■ **QUESTIONS**
[a] In the ranch chicken recipe, what internal temperature should the chicken reach while browning?
[b] Pick up the ranch chicken recipe after its final line and keep writing it.

■ **PASSAGE SHOWN**
-------------------------

This One-Skillet Savory Ranch Chicken is a quick, flavorful weeknight meal made with tender chicken, ranch seasoning, salsa, beans, and rice. Everything cooks together in one pan for minimal cleanup and maximum convenience. It’s perfect for busy families, beginners, or anyone needing a fast, high-protein dinner. Serve it on hectic weeknights or prep it ahead for easy meals all week.
- Prep Time: 10 minutes
- Cook Time: 20 minutes
- Total Time: 30 minutes
- Servings: 6
- Category: Dinner
- Cuisine: American
Ingredients
- 8 boneless, skinless chicken breasts, cut into 1-inch pieces
- ½ packet Hidden Valley Ranch Seasoning, Dressing & Recipe Mix
- 1 tablespoon canola oil
- 1 can (15.5 oz) black beans, drained and rinsed
- 1 jar (16 oz) chunky salsa
- 2 cups instant rice
- 2 cups water or chicken stock
- Kosher salt and freshly ground black pepper, to taste
- Optional garnish: chopped cilantro, diced jalapeño
Ingredient Notes
- Chicken breasts cook quickly, but thighs can be used for extra juiciness.
- Chicken stock adds more flavor than water.
- Mild, medium, or hot salsa will change the overall heat level.
- Instant rice is required for proper cooking time; regular rice won’t work here.
How to Make One-Skillet Savory Ranch Chicken
1. Season the Chicken
Place the chicken pieces in a bowl and toss with the ranch seasoning mix until fully coated.
2. Brown the Chicken
Heat the canola oil in a large skillet over medium-high heat. Add the chicken and cook until browned and fully cooked through, reaching an internal temperature of 165°F.
3. Add the Mix-ins and Simmer
Stir in the black beans, salsa, instant rice, and water or chicken stock. Season with salt and pepper. Bring to a simmer, then cover the skillet, reduce the heat to low, and cook for about 10 minutes until the rice has absorbed all the liquid.
4. Finish and Serve
Let the skillet rest for 5 minutes, then fluff with a fork. Garnish with cilantro and jalapeño if desired.
Variations & Substitutions
- Swap chicken breasts for chicken thighs for extra tenderness.
- Use pinto beans or corn as alternative mix-ins.

-------------------------

■ **INFORMATION SHOWN**
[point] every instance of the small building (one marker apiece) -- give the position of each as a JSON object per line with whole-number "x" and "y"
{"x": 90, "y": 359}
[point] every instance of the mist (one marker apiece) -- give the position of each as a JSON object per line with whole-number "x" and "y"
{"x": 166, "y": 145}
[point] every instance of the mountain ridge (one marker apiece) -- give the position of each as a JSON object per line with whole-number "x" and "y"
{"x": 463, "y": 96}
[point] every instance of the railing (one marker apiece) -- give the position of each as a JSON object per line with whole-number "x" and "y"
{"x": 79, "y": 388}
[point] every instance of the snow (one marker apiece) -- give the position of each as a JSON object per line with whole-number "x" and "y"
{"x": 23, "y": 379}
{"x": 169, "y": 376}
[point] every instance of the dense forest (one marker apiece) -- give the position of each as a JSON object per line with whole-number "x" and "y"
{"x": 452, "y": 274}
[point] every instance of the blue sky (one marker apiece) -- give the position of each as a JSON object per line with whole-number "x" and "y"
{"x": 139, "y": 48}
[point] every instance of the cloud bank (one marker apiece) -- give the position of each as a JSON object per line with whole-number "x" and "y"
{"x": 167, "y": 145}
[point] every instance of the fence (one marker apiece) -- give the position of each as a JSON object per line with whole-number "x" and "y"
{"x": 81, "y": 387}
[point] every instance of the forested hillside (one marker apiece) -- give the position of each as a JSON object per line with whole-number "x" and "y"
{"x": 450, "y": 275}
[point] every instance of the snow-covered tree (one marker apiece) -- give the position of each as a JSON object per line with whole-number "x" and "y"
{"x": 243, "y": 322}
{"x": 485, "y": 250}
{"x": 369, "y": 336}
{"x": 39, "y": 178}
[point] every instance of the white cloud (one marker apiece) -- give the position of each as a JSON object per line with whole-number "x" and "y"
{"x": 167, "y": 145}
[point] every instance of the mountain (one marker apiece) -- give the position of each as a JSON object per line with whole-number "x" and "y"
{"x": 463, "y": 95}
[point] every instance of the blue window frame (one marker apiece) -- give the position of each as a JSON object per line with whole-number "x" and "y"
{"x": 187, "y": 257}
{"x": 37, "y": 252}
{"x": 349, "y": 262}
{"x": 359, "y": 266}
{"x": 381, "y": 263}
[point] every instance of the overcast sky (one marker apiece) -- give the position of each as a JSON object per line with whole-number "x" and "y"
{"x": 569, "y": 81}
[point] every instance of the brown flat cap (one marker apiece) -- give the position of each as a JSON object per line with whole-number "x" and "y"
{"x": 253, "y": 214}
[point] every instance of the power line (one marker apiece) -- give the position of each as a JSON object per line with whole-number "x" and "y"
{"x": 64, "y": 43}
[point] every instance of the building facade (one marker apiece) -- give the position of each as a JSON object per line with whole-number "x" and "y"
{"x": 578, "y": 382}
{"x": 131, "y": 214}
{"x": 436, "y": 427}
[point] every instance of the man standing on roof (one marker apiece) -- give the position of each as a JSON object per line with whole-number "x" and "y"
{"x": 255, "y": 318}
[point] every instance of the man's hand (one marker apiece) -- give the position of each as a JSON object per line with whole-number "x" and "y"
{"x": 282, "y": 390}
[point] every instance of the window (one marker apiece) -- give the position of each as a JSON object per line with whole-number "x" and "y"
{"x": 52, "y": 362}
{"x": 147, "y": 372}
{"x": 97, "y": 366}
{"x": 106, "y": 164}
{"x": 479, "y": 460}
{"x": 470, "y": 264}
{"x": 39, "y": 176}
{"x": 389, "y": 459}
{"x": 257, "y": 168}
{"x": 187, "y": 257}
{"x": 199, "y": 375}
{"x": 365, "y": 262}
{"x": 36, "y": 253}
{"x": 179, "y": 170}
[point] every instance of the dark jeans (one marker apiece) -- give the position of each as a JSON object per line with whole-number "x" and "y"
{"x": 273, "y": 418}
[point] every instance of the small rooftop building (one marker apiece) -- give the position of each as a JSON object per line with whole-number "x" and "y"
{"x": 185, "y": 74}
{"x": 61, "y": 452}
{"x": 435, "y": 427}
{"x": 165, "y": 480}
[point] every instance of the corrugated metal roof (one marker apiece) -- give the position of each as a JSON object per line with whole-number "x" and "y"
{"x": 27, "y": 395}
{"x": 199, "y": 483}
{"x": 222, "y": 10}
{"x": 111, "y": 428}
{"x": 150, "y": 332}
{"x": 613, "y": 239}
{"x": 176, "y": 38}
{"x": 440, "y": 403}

-------------------------

■ **PER-TASK ANSWERS**
[a] 165°F

[b]
- Add shredded cheddar for a cheesy version.
- Increase or reduce heat with different salsa varieties.
- Stir spinach in at the end for added veggies.
Storage & Reheating
Fridge: Store in an airtight container for 3–4 days.
Freezer: Freeze in individual portions for up to 2 months. Thaw overnight in the fridge.
Reheating: Warm in a skillet with a splash of water or microwave in short intervals.
What to Serve With One-Skillet Savory Ranch Chicken
- Simple green salad
- Steamed or roasted vegetables
- Tortilla chips
- Warm flour tortillas
- Lime wedges
FAQ
Can I use chicken thighs instead of chicken breasts?
Yes, chicken thighs work well and add extra juiciness. Just cut them into similar-sized pieces and cook fully before adding the remaining ingredients.
Can I prep this recipe ahead of time?
Absolutely. It reheats well and makes a great meal-prep option for the week.
How can I make this dish less spicy?
Use mild salsa and skip the jalapeño garnish. Stirring in a bit of sour cream helps mellow the heat too.
How long does this recipe last in the fridge?
It keeps 3–4 days in an airtight container. Reheat gently before serving.
Nutrition (Estimated)
Calories: 420
Protein: 38g
Carbs: 40g
Fat: 12g
Fiber: 5g
Sugar: 4g
Nutrition facts are estimated using online tools and may vary based on your ingredients and preparation. For precise dietary advice, please consult a nutrition professional.